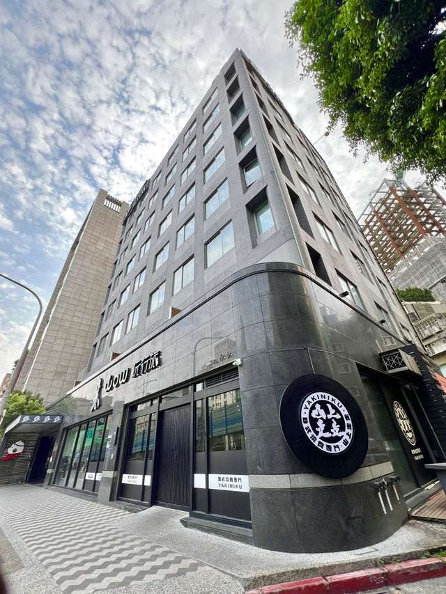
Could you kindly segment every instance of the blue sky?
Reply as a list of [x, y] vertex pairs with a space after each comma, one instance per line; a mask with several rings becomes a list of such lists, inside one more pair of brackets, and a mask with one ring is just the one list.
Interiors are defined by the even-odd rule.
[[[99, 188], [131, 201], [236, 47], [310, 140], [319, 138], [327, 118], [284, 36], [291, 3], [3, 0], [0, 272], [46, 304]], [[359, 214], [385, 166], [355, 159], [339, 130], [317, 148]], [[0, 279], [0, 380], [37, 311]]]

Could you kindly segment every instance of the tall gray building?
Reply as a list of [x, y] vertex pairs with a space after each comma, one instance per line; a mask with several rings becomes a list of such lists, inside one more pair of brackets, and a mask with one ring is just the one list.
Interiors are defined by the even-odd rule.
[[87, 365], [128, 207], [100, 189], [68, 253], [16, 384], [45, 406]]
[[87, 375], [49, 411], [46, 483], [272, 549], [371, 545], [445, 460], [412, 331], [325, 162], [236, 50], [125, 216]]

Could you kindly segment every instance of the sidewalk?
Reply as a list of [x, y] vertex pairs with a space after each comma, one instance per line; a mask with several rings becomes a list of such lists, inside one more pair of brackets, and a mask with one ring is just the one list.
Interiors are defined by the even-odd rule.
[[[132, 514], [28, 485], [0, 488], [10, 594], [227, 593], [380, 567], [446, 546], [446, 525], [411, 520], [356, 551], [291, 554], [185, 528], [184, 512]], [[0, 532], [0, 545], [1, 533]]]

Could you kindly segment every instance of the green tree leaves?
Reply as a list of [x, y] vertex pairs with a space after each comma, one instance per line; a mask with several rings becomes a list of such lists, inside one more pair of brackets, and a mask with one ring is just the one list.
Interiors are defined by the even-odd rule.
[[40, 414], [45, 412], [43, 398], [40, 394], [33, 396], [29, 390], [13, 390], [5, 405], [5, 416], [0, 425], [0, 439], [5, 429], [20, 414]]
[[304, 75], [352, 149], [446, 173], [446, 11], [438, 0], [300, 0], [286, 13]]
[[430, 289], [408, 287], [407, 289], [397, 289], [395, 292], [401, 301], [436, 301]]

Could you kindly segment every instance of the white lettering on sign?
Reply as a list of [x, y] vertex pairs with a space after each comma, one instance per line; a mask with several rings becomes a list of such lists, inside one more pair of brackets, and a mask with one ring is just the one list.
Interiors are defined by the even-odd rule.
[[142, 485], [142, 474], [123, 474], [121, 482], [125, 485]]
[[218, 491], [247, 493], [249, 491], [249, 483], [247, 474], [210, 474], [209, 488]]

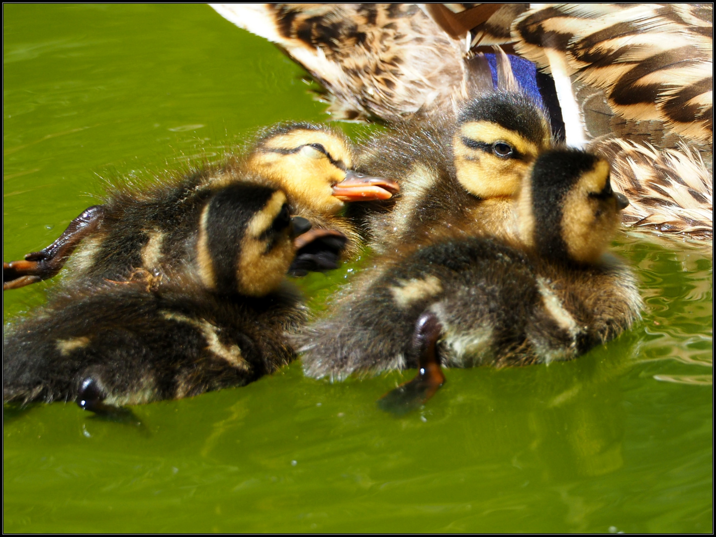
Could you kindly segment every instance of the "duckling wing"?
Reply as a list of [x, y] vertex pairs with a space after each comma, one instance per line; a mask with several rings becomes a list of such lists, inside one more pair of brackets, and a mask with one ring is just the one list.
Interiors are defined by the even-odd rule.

○ ○ ○ ○

= What you are asked to do =
Count the lines of the records above that contain the string "Could", treating case as significant. Give only the number.

= Finished answer =
6